:: Task objective ::
Return the full listing exactly as it is written.

:: Exercise data ::
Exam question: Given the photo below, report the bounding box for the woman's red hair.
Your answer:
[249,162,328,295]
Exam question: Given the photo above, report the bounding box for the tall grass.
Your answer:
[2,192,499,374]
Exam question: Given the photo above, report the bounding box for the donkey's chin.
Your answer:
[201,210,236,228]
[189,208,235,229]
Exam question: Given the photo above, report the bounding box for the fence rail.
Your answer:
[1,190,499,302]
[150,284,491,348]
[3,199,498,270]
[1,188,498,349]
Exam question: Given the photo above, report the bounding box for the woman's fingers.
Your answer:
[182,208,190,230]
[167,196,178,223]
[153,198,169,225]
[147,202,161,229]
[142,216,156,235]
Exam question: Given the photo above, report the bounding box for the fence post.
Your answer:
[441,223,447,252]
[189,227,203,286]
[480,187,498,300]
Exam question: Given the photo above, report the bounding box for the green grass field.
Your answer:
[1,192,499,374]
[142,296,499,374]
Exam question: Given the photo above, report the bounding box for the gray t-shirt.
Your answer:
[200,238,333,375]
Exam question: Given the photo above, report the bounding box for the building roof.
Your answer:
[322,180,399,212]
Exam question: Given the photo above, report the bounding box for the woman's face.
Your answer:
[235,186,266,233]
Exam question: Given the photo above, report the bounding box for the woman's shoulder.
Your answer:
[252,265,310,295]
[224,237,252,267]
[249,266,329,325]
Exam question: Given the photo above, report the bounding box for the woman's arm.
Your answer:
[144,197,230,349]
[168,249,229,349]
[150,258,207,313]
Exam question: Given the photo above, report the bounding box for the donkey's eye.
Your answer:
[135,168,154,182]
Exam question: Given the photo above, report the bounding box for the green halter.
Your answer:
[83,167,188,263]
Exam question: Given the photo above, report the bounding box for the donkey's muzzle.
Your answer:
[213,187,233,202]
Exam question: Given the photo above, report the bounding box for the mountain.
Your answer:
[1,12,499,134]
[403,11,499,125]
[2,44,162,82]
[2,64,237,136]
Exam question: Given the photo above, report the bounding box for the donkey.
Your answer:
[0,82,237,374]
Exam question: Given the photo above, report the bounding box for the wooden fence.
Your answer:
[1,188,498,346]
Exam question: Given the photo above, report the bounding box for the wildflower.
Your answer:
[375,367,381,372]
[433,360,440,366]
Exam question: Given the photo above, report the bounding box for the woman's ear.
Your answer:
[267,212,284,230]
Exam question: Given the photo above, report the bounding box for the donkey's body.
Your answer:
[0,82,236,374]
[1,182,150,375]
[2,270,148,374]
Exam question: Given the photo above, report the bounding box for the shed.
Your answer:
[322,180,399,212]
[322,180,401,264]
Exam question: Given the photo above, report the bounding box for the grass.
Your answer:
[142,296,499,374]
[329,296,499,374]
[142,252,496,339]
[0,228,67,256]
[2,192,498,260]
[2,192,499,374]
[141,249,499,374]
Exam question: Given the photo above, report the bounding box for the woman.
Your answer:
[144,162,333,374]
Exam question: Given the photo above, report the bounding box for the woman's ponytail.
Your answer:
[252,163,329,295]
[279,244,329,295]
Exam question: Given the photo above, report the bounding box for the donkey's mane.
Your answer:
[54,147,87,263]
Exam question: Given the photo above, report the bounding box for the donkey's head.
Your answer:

:: Response below ::
Exam question: Given the photo below, report the bounding box for the woman's red hair.
Your answer:
[249,162,328,295]
Exam question: Given the photo above, report the bounding box for the tall grass.
Your answer:
[2,192,499,374]
Exam question: Given the photo above, report the bounding box for the donkey's chin.
Your answer:
[201,210,236,228]
[189,208,235,229]
Exam question: Given the photo above, report the bounding box for the fence rail.
Your answer:
[1,190,499,302]
[150,284,491,348]
[3,199,498,270]
[1,188,498,349]
Exam question: Given the photo above, report the bounding box for the woman's fingers.
Your answer:
[182,208,190,230]
[167,196,178,223]
[153,198,169,225]
[147,202,161,229]
[142,216,156,235]
Exam question: Given the photo above, report the bounding box for the fence post.
Your answer:
[441,223,447,252]
[189,227,203,286]
[480,187,498,300]
Exam question: Given the photo above, report the bounding box for the green grass field.
Your answer:
[1,192,499,374]
[142,296,499,374]
Exam question: Given the photo above, report the bounding box for the gray t-shirt.
Your answer:
[200,238,333,375]
Exam question: Given the photo above, report the bounding box for the building roof.
Your answer:
[322,180,399,212]
Exam question: Given the photo above, report the bounding box for the woman's face.
Your answer:
[235,186,266,233]
Exam question: Given the photo above, report the bounding box for the woman's shoulder.
Your answer:
[252,265,310,295]
[224,237,252,267]
[249,266,329,325]
Exam question: Given the photo above, report the bounding box for the woman's arm.
Your answer:
[144,197,230,349]
[168,249,229,349]
[150,258,207,313]
Exam question: Given the photo above, report the bounding box for the donkey's eye.
Your answer:
[135,168,154,182]
Exam question: Given the photo above, report the bounding box for the green halter.
Your answer:
[83,167,188,263]
Exam question: Given the photo above, report the bounding box for the donkey's muzzle.
Your answer:
[213,187,233,202]
Exam question: Given the photo above, report the bounding box for the mountain.
Your answer:
[1,12,499,134]
[403,11,499,125]
[2,44,162,82]
[2,64,237,136]
Exam question: Given the photo above, report the bounding box for the donkey.
Your answer:
[0,82,237,374]
Exam question: Given the photo above, report the bounding box for the wooden fence.
Your answer:
[1,188,498,346]
Exam question: Given the photo above, report the bounding box for the wildflower.
Your answer:
[375,367,381,372]
[433,360,440,366]
Exam question: Given the photo above, report the bounding box for the woman's ear.
Your answer:
[267,212,284,230]
Exam question: Given the photo above, report the bounding box for the donkey's body.
Your answer:
[0,82,236,374]
[1,182,150,375]
[2,270,148,374]
Exam question: Given the photo above, report the bounding box for the shed.
Your answer:
[322,180,399,212]
[322,180,401,264]
Exam question: Given the photo above, report the bounding box for the grass.
Your answer:
[142,296,499,374]
[329,296,499,374]
[142,252,496,339]
[0,228,67,256]
[2,192,498,260]
[2,192,499,374]
[141,249,499,374]
Exam question: Given the photo above, report the bounding box for the woman.
Your answer:
[144,162,333,374]
Exam question: Given the photo above, report the bounding box for the woman's ponytail.
Your answer:
[252,163,329,295]
[279,244,329,295]
Exam question: Given the photo above, report the bounding box for the donkey's mane.
Your answer:
[54,147,87,263]
Exam question: Given the photo above, report the bounding box for the donkey's head.
Your answer:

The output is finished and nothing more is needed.